By Duncan Dodson
“The only reason I got into the program I wanted to was because I was a pretty good low brass player—I’m actually sure of it!”
Stephen Nowicki, Dean and Vice Provost of Undergraduate Education, chuckles as he recounts his journey from early scientific beginnings to his most recent research. As part of Duke BioCoRE program, prominent Duke Scientists are asked to answer the question, “Why am I a scientist?”
Nowicki started his answer to that question on January 23 with a picture of a dissected—well more like massacred—frog, commenting that he never thought he liked science because of his high school science courses that were not well-taught.
“All I remember from that course was dissecting a frog, and not knowing what I was supposed to get out of it.” This led him to pursue a music major at Tufts University. It was Tufts’ equivalent of Duke’s Trinity requirements in a natural science field that led to an ironic turn of events—quickly picking up a biology double major.
“I had some friends that said ‘Oh you should take this biology course,’ and I did and it changed my life, because it was really well taught,” he said. From there, his mentor at Tufts reached out to a colleague, the head of a competitive graduate neurobiology program at Cornell, Tom Eisner. Eisner mentioned to Nowicki that he was looking to start an amateur orchestra at Cornell; Nowicki responded that he could play lower brass, sparking Eisner’s interest, and ultimately, according to Nowicki, his acceptance into the program.

- _REQUIREMENT 1_
From the Stephen Nowicki profile, copy the passage word for word, starting with "Nowicki started his" and ending after "biology double major.".
- _REQUIREMENT 2_
Carry on the article about Stephen Nowicki's path into science, picking up right after its last sentence.

- _STORED DATA_
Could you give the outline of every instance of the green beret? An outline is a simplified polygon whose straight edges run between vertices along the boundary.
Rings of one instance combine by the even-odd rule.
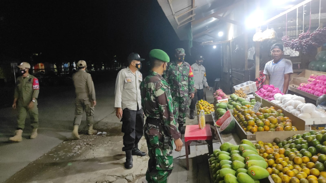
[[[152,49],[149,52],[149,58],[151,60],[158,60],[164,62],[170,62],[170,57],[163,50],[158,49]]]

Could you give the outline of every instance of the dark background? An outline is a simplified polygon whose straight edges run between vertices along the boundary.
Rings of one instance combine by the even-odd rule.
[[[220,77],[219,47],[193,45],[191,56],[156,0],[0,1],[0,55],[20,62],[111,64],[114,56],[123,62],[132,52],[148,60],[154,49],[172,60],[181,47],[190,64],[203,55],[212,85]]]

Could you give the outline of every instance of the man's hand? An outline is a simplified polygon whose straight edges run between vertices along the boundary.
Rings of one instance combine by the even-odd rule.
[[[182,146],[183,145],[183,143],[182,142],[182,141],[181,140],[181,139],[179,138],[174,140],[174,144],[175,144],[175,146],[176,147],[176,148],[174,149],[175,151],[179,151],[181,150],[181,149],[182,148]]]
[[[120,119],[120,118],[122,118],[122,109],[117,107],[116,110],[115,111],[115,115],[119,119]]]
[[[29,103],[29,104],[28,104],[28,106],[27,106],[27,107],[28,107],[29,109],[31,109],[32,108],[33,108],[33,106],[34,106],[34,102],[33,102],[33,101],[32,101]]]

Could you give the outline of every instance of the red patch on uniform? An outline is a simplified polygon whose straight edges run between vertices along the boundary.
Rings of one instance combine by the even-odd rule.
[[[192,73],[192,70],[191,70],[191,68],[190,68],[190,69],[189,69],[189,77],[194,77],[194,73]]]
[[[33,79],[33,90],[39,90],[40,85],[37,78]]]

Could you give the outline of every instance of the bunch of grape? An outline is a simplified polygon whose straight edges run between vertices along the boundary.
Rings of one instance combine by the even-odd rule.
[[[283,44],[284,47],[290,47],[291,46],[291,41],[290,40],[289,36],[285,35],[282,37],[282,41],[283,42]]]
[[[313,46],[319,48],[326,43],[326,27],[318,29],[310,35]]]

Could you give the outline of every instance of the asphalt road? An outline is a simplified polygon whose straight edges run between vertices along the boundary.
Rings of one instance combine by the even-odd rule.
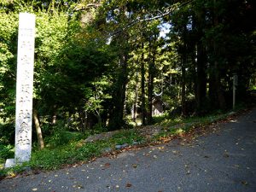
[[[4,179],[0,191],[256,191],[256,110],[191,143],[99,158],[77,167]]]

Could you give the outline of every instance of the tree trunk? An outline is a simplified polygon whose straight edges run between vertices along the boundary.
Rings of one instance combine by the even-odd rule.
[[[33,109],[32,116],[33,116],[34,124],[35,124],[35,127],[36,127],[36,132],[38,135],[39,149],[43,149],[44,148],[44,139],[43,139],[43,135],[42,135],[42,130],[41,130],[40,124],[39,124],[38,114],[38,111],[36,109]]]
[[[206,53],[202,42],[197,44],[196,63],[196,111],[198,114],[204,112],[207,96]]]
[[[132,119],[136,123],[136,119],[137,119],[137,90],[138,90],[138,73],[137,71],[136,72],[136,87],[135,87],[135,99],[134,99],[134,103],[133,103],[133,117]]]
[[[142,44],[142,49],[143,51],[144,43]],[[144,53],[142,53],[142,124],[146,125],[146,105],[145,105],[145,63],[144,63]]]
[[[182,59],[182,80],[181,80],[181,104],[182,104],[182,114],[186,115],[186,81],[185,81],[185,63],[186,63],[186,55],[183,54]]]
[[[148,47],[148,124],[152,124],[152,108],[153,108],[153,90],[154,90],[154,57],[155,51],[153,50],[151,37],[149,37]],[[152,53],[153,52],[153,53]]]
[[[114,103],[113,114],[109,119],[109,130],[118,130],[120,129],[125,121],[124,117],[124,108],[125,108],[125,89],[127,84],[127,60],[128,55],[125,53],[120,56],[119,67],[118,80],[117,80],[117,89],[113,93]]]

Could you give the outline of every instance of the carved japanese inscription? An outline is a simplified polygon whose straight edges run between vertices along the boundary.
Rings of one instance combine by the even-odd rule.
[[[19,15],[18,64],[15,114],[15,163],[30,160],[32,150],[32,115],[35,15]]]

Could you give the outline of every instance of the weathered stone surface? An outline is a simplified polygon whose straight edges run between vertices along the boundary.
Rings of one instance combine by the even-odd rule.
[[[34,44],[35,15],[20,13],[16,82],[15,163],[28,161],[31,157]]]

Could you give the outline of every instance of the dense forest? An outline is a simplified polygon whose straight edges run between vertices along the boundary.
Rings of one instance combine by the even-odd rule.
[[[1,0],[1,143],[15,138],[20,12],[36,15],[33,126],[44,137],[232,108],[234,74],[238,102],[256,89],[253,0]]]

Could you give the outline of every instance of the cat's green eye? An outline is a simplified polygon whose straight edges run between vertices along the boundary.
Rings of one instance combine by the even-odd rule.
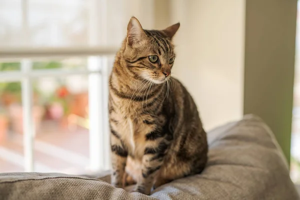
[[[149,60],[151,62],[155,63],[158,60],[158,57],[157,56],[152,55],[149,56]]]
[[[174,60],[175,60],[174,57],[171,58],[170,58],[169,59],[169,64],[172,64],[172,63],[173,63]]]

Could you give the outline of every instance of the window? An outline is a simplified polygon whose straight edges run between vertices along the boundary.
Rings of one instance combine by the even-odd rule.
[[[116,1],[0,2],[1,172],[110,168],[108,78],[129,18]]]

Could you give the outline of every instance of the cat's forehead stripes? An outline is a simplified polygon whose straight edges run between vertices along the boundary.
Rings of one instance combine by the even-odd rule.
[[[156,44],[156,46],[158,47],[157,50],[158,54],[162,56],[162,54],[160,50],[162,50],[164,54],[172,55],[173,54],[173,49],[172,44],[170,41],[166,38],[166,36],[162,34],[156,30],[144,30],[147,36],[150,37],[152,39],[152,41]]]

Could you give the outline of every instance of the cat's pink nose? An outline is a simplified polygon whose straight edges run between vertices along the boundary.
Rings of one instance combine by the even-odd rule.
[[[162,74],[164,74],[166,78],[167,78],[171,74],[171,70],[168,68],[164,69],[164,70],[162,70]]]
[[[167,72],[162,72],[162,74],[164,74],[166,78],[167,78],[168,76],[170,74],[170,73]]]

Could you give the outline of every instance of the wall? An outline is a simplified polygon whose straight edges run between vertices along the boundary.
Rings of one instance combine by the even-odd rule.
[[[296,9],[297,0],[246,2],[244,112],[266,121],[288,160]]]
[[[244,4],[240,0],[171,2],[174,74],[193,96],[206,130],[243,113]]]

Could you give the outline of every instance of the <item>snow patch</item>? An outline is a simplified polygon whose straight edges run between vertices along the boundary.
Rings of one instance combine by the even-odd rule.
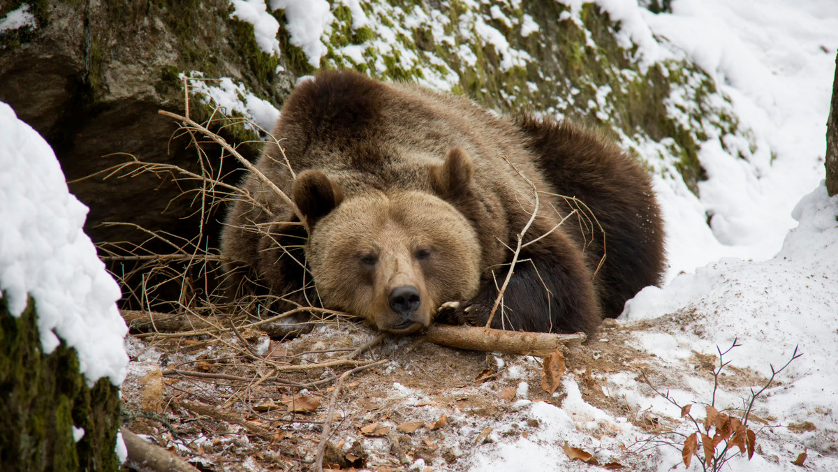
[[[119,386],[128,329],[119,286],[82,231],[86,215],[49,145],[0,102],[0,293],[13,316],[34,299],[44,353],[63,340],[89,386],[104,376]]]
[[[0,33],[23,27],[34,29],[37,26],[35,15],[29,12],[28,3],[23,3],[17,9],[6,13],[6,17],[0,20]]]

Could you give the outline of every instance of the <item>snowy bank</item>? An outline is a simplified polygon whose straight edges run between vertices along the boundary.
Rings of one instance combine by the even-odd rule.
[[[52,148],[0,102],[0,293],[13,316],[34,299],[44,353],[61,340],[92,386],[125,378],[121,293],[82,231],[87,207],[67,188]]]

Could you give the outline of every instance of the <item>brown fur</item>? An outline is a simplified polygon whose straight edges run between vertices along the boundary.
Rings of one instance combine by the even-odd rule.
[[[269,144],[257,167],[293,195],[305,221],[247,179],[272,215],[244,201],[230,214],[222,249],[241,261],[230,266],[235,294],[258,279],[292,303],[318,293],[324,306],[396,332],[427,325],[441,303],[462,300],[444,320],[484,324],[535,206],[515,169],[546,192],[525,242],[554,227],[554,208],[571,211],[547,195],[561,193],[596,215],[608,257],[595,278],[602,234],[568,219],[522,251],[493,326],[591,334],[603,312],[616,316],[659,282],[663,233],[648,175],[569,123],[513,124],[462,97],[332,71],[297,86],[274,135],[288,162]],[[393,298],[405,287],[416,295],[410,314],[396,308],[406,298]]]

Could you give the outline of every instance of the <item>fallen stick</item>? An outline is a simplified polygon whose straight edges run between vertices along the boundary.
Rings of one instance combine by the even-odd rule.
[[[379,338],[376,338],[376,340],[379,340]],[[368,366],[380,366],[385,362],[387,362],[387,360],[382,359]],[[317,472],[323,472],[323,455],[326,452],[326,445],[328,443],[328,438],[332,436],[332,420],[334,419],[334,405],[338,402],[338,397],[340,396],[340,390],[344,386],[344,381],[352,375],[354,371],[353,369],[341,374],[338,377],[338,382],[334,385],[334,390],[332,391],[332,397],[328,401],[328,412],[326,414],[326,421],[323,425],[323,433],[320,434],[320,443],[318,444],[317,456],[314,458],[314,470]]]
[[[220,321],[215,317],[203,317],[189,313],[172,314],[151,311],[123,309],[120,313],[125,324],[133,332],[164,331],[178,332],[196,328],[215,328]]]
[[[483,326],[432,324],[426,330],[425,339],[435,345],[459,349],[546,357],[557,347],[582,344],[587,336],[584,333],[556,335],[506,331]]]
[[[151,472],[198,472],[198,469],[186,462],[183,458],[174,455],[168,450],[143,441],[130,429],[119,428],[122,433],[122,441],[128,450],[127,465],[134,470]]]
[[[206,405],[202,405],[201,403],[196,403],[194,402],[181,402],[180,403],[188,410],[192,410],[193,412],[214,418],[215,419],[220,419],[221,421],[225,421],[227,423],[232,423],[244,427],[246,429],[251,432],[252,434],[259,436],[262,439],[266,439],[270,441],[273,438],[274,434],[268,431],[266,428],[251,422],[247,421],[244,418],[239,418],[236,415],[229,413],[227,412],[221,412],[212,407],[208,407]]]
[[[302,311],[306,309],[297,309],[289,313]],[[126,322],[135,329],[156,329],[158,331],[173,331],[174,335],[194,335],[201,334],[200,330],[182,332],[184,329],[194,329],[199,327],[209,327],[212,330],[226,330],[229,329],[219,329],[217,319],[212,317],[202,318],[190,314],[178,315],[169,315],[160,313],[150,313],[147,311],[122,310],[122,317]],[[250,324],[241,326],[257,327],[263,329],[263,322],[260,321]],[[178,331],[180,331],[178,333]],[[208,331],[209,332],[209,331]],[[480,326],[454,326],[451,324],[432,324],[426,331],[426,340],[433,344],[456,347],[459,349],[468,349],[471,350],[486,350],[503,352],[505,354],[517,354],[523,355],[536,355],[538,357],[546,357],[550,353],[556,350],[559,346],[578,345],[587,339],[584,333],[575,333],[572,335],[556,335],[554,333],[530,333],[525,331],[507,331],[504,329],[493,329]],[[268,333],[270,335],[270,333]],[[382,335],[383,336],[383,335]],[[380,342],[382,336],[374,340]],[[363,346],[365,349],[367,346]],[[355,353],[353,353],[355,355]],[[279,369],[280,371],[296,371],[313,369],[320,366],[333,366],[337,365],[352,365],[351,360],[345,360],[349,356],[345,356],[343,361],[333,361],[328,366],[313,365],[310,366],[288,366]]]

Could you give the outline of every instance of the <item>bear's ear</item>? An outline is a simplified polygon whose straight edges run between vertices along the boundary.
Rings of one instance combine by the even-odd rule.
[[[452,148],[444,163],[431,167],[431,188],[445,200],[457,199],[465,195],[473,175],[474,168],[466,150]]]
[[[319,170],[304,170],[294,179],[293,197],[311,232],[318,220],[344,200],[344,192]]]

- _ANSWER BOX 1_
Nowicki started his answer to that question on January 23 with a picture of a dissected—well more like massacred—frog, commenting that he never thought he liked science because of his high school science courses that were not well-taught.
“All I remember from that course was dissecting a frog, and not knowing what I was supposed to get out of it.” This led him to pursue a music major at Tufts University. It was Tufts’ equivalent of Duke’s Trinity requirements in a natural science field that led to an ironic turn of events—quickly picking up a biology double major.

- _ANSWER BOX 2_
Flash forward about 30 years. Nowicki has an impressive career in the field of neurobiology. His most recent publication challenges the neurological methods in which swamp sparrows process the subtle differences of phonemes, the smallest derivatives of vocal communication, in other birds’ songs.
Nowicki spent a majority of his talk relating entertaining anecdotes about his work with “Robobird,” a titanium swamp sparrow used to test these theories.
He repeatedly stressed the importance of curiosity, which led him to discover subjects he was passionate about. He discussed the process of instilling the same kind of curiosity in three undergraduate engineers through the two-and-a-half year research project. “[The first year engineers] didn’t have a clue, but they were not deterred. When they started to understand the problem they just kept digging in and digging in.”
When asked why he is a scientist, Nowicki responded, “I was lucky to run into mentors who revealed me to aspects of science that interested me, and I wasn’t afraid to fail.”